__Text block__:
↓
# OK.....REALLY a dumb question



## Guest (Jan 23, 2008)

I have a question...basically to solve a agreement that has been going on for a few weeks now.

What I am wondering...is there any difference in the breed of goat to the way the soap makes up?

A freind and I have been having this on going discussion on that they think the breed makes a differences. Now, I think that it might just a little bit but, not enough to tell a difference. So, if you pick up a bar of soap you can not feel it and go....OH...they milk alpines...or nubians....or anything else. 

Just wondering what all you soapers think on this

Ken


----------



## kidsngarden (Oct 28, 2007)

The only difference would be the butterfat - so higher butterfat milk makes a more superfatted soap. But I don't think you can tell by smelling, and I'd be hard pressed to tell by using it, but maybe someone else can...not likely in most cases though.

Bethany


----------



## NubianSoaps.com (Oct 26, 2007)

1 or 2% difference in fat from 100 to 50% of the liquid with your whole batch....so say 16 to 32 ounces of milk to 120 ounces of butters and oils with 1 pound of lye...I don't think that would be a distinguishable superfat.

So my answer is no. If I sent you a bar of Nubian soap and a bar of soap in which I used grocery store milk you would not be able to tell the difference. Want me to? 

But Nubians are just soo much more popular, prettier, it simply would be more sales of the soap with a photo of them and letting folks know you milked the prettiest breed in goats. So she could sell more soap if she milked Nubians. Vicki


----------



## Guest (Jan 23, 2008)

Not a bit discriminatory there are we Vicki? :rofl We did put a pic of Ava on our wraps and did have a better sale year than the year before. So that does matter. and we made a batch with cows milk and couldn't tell the difference.


----------



## kidsngarden (Oct 28, 2007)

I've made it with cows milk too and can't tell the difference.
↑
__Jobs__:
- A) Write out the stretch of the goat milk soap thread from "Not a bit discriminatory" through "can't tell the difference." again, substituting "sheep milk" for "cows milk".
- B) Pick up the goat milk soap thread after its final line and keep it going.
The rows that follow aren't needed for anything here.

__Extracted material__:
↓
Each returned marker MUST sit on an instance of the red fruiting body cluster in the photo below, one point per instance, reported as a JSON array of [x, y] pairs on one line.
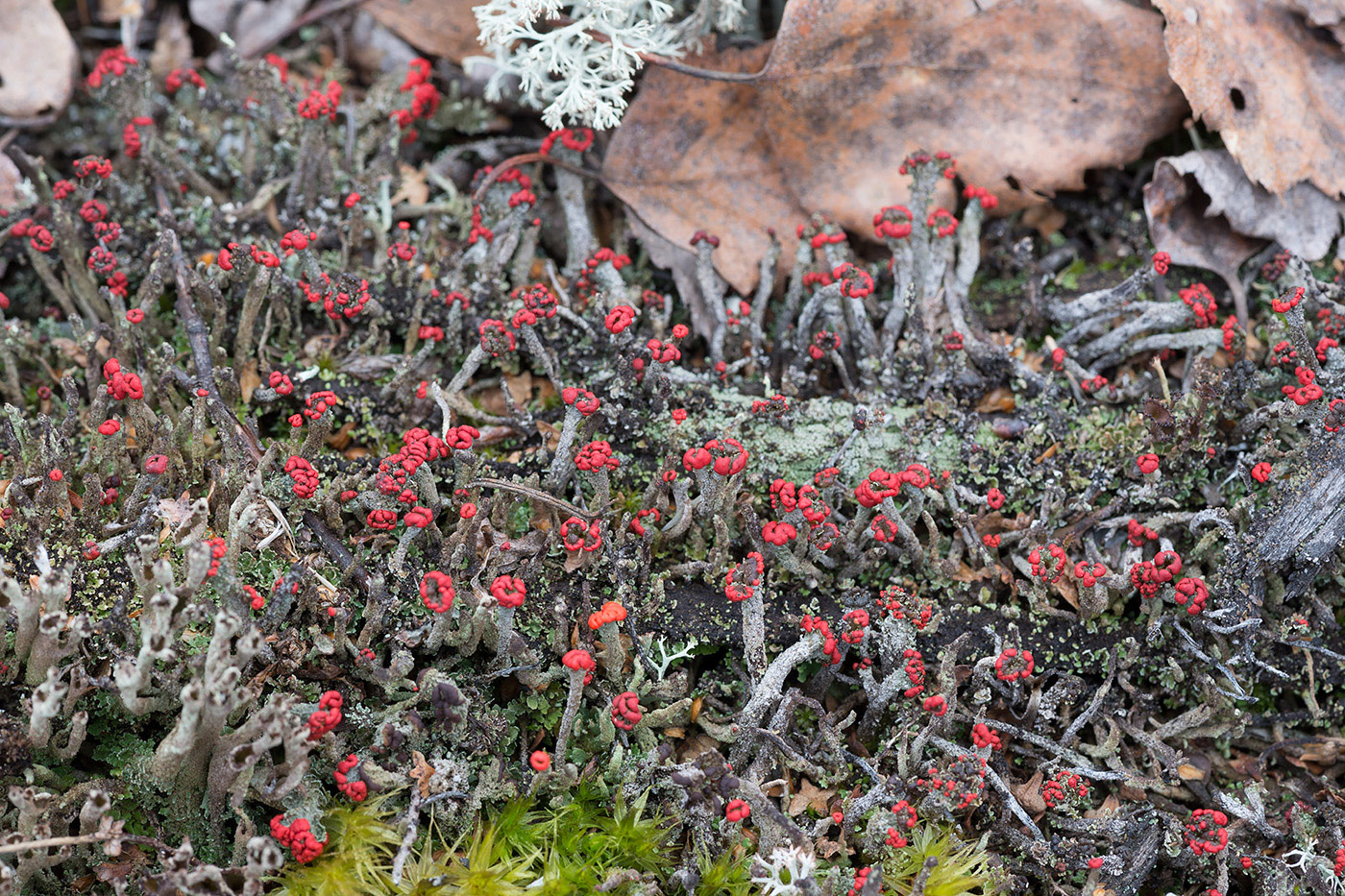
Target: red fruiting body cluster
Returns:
[[1041, 567], [111, 62], [775, 406], [437, 591], [982, 195], [131, 134], [829, 641], [905, 814], [90, 166], [217, 553], [726, 455], [892, 222], [356, 790], [1192, 593], [1092, 383], [636, 526], [1138, 533], [37, 235], [584, 285], [942, 222], [1152, 574], [320, 103], [625, 711], [345, 302], [578, 661], [577, 534], [299, 837], [595, 456], [858, 620], [985, 736], [1206, 832], [424, 96], [581, 400], [618, 319], [892, 599], [1287, 302], [609, 613], [575, 138], [823, 341], [777, 533], [121, 385], [1013, 664], [327, 714], [735, 590], [1064, 790], [508, 593], [861, 879], [961, 782], [1201, 302], [890, 483], [303, 473], [1088, 574], [1308, 390], [736, 811], [497, 338]]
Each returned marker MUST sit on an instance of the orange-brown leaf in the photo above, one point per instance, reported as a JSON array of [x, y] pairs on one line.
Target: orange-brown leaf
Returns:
[[1257, 73], [1026, 94]]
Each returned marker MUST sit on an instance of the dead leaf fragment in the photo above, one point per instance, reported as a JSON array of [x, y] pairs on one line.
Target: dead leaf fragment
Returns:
[[1177, 225], [172, 44], [434, 27], [253, 24], [810, 797], [421, 772], [413, 187], [1255, 71], [1304, 220], [1026, 94], [37, 60]]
↑
__Results for each task__:
- A)
Not a bit discriminatory there are we Vicki? :rofl We did put a pic of Ava on our wraps and did have a better sale year than the year before. So that does matter. and we made a batch with sheep milk and couldn't tell the difference.


----------



## kidsngarden (Oct 28, 2007)

I've made it with sheep milk too and can't tell the difference.

- B)
My nubian, Capella is on my labels and people just LOVE her! Since I will be into alpines this year she will have to stay on the label as my "first" goat and namesake. But I think Alpines are pretty too!

Bethany


----------



## Guest (Jan 23, 2008)

Well...she has Nubians all ready, and spots ones at that....YUCK!!!!! She bred her does all REALLY early this year and is afraid that she is going to run out of milk. Well I have 2 Saanens that are due REALLY late. I said I would just take the does to her and then she could milk them if she did run out of milk. Well....she stated her soap buyers would know the difference of the milk in the soap and not buy it. That with the saanens have lower butterfat it would basically ruin the soap. 

Now, she is really thinking about it since 3 of 6 does are not bred. But, she wanted to make sure with the milk. As I said, I dont think that the general public would have a clue if she added some other breed of milk in there.

Also, there is NOTHING that beats the look of a SAANEN!!!!!!

Ken


----------



## Kalne (Oct 25, 2007)

I seriously doubt her buyers would know the difference without being told. And there is no way the milk would *ruin* the soap. Sheesh.


----------



## Guest (Jan 23, 2008)

Ken,
There is no way her customers could tell the difference in the butterfat of the soap..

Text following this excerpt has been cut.